SHORT EXERCISE: Pull out every line of the listing below that contains the string "backsplash".

[Stored items from a collection]
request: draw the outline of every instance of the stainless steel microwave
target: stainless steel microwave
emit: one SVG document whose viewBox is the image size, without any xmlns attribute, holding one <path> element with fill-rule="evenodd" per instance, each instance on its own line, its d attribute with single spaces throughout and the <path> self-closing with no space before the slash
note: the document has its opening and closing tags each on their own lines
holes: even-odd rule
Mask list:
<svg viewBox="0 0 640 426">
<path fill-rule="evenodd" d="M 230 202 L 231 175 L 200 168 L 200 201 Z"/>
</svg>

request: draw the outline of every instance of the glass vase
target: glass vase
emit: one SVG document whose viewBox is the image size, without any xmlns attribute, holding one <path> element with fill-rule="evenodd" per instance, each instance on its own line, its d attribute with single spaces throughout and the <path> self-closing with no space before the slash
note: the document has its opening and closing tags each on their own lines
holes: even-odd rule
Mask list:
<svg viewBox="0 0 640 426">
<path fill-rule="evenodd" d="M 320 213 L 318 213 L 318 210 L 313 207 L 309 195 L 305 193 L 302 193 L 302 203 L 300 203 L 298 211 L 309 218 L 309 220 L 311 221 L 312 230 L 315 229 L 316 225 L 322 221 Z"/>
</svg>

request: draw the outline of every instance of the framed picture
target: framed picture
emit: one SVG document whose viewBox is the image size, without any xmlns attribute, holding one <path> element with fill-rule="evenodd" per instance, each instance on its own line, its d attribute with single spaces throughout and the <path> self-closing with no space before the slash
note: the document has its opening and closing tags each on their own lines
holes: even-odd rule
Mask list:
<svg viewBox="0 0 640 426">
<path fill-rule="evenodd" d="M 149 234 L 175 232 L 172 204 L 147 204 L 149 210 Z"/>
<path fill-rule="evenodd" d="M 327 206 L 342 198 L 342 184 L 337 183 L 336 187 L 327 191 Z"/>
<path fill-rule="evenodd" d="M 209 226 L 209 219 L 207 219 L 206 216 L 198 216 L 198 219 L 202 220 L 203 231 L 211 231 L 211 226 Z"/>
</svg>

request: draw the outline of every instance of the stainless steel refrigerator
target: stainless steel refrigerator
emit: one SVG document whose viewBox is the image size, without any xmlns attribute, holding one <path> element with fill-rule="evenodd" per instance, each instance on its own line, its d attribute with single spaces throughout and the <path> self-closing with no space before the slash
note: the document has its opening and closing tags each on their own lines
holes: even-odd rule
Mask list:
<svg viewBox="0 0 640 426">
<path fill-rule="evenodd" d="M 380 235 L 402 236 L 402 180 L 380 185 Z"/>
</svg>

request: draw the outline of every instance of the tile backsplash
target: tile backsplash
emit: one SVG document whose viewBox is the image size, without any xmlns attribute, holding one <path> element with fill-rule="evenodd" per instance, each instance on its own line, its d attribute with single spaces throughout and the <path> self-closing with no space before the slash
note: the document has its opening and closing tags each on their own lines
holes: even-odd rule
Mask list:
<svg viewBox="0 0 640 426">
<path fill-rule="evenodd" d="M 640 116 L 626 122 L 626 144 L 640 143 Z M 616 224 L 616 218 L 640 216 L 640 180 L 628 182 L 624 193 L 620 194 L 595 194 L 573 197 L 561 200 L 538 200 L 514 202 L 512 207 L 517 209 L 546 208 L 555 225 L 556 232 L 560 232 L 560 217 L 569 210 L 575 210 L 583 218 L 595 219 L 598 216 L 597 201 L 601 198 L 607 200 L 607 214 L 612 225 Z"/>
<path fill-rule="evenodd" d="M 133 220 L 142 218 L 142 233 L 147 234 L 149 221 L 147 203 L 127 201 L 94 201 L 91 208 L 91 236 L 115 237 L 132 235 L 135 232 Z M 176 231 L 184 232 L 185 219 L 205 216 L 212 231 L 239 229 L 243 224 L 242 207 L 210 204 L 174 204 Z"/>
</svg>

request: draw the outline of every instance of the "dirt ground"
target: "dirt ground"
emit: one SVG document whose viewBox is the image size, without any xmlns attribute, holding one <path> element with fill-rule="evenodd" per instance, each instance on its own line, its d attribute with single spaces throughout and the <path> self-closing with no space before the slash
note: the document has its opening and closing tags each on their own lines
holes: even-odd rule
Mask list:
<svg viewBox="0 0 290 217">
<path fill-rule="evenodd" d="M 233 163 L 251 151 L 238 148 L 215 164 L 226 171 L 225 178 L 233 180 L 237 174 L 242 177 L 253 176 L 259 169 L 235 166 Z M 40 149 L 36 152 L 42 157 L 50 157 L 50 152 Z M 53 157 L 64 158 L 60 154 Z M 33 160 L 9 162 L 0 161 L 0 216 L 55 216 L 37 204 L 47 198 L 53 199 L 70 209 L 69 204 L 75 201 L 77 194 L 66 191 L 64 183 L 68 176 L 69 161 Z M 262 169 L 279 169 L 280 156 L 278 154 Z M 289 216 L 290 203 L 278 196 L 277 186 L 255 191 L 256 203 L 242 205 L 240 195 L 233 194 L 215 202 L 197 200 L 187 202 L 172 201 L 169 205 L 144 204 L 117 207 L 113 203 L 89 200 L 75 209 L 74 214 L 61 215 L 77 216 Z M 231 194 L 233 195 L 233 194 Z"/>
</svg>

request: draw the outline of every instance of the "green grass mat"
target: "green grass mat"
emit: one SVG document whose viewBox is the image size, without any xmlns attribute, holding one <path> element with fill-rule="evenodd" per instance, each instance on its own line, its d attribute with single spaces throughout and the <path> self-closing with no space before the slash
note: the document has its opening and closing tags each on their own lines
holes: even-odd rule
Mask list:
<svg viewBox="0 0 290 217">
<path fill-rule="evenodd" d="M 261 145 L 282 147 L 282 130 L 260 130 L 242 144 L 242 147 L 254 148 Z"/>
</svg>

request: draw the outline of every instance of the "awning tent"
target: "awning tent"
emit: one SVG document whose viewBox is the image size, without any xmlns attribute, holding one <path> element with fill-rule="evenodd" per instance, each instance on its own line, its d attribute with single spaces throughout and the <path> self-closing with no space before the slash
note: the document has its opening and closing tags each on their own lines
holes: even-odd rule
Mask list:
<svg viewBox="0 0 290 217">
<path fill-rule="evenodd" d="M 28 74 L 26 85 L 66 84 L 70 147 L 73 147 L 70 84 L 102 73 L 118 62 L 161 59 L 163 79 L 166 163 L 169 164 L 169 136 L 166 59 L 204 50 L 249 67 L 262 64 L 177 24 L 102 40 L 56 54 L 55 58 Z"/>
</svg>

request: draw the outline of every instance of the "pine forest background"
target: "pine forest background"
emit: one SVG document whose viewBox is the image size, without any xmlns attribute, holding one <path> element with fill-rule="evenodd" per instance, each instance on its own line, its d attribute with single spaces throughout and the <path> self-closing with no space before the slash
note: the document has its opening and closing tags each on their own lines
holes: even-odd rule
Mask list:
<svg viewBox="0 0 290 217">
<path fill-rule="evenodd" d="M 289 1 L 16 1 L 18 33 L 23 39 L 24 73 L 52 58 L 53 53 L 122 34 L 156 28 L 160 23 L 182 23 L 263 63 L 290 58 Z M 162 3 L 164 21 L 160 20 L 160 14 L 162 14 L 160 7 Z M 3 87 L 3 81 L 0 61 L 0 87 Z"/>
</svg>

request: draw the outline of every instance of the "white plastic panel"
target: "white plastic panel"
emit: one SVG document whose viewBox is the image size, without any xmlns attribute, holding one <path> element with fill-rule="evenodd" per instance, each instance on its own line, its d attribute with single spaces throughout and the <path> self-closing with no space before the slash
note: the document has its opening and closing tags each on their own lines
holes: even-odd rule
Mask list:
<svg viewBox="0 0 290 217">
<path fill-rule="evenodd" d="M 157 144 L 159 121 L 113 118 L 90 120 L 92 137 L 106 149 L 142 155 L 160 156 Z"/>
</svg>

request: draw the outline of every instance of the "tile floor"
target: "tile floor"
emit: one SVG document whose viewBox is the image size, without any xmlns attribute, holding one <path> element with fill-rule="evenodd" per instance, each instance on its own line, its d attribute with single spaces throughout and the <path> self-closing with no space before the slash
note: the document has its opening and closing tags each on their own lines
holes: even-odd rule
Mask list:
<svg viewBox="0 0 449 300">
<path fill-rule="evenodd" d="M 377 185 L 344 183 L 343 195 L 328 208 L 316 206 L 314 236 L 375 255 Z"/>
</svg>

COMPLETE OUTPUT:
request: draw the outline of every instance of the tile backsplash
target: tile backsplash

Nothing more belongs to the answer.